• Given exercise
Count the lines below that contain the string "Target" with case taken into account, and give only that number.

• Supplied data
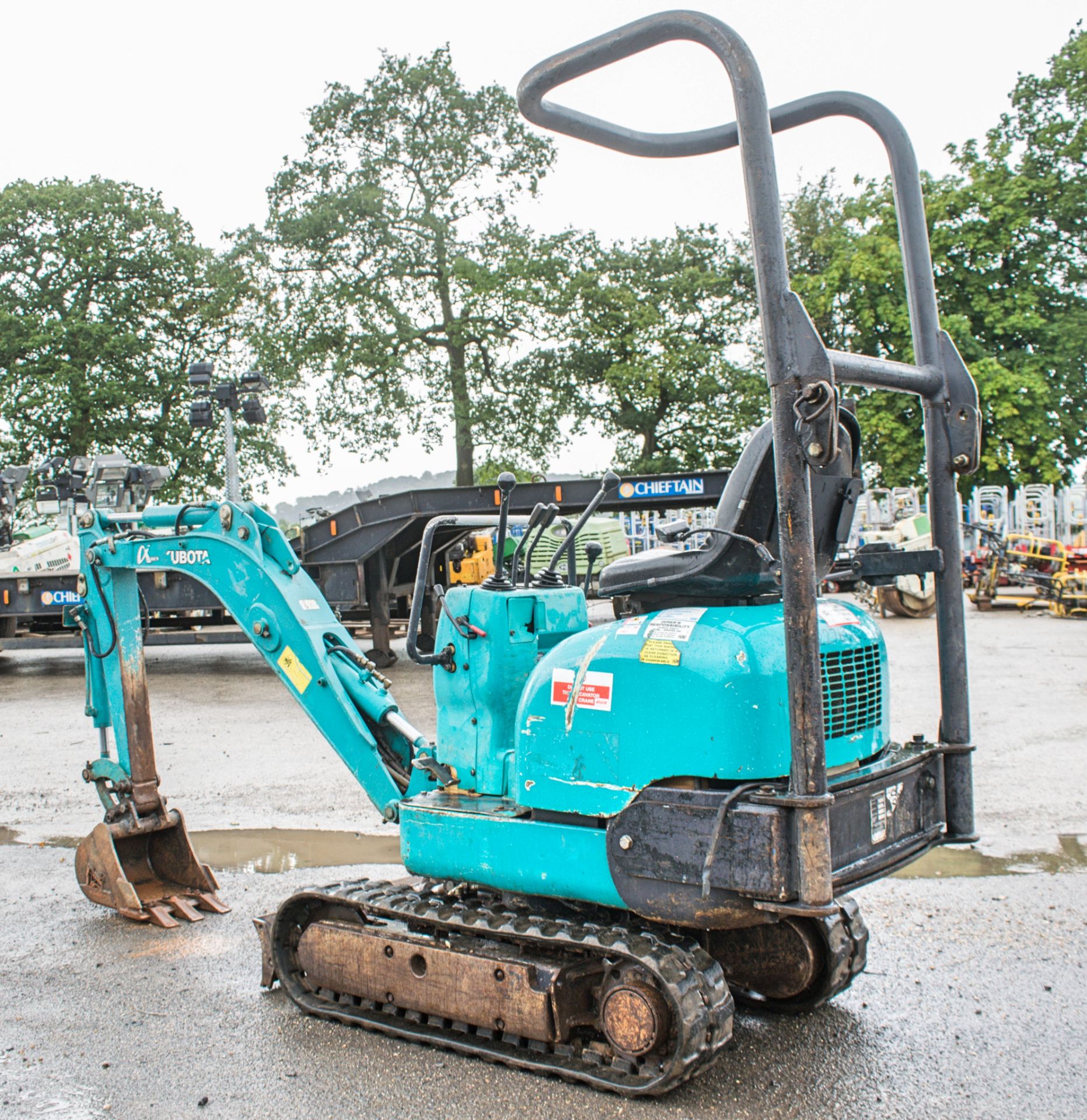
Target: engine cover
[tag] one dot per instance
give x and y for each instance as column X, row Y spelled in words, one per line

==

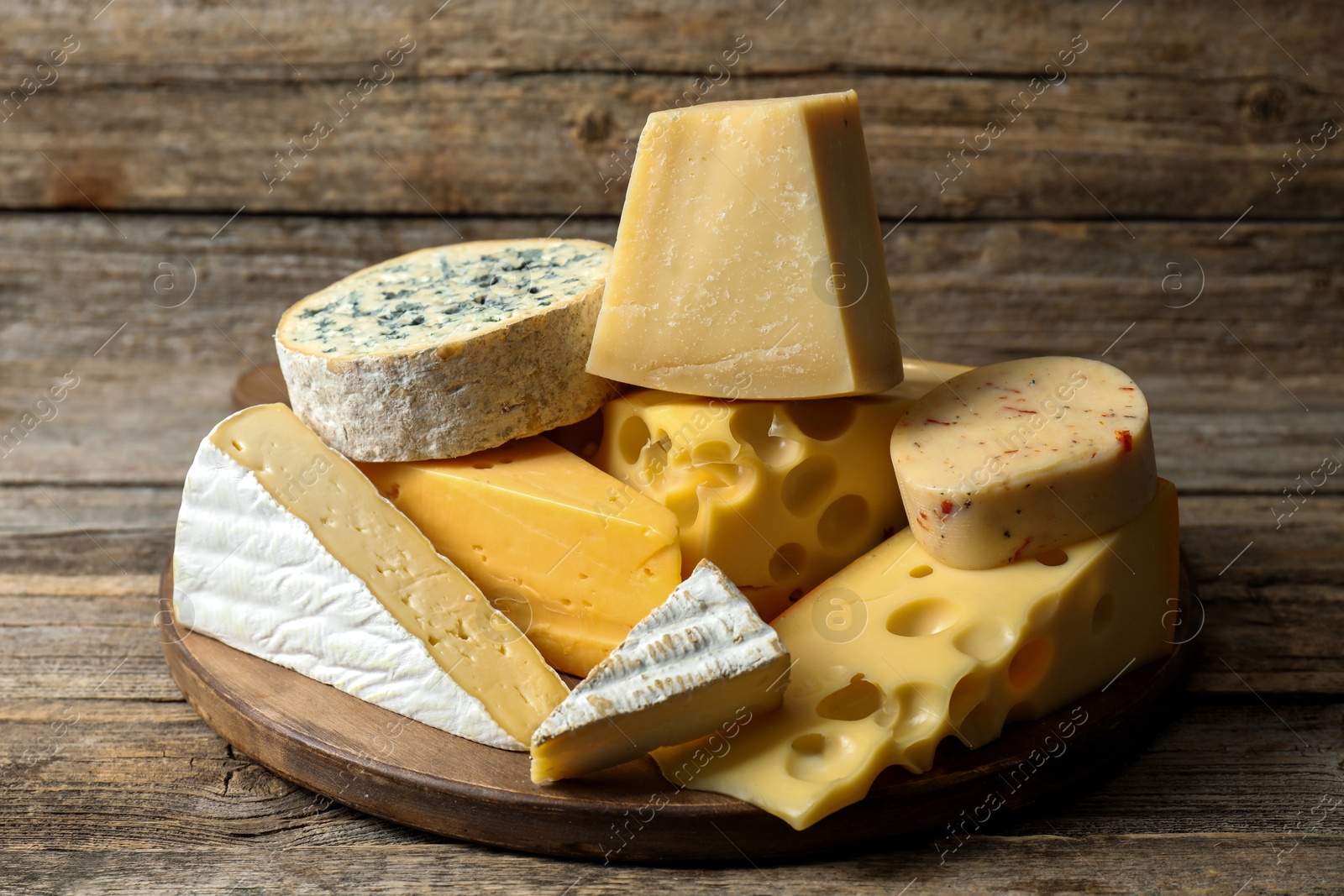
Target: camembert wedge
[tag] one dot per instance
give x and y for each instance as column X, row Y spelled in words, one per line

• The solution
2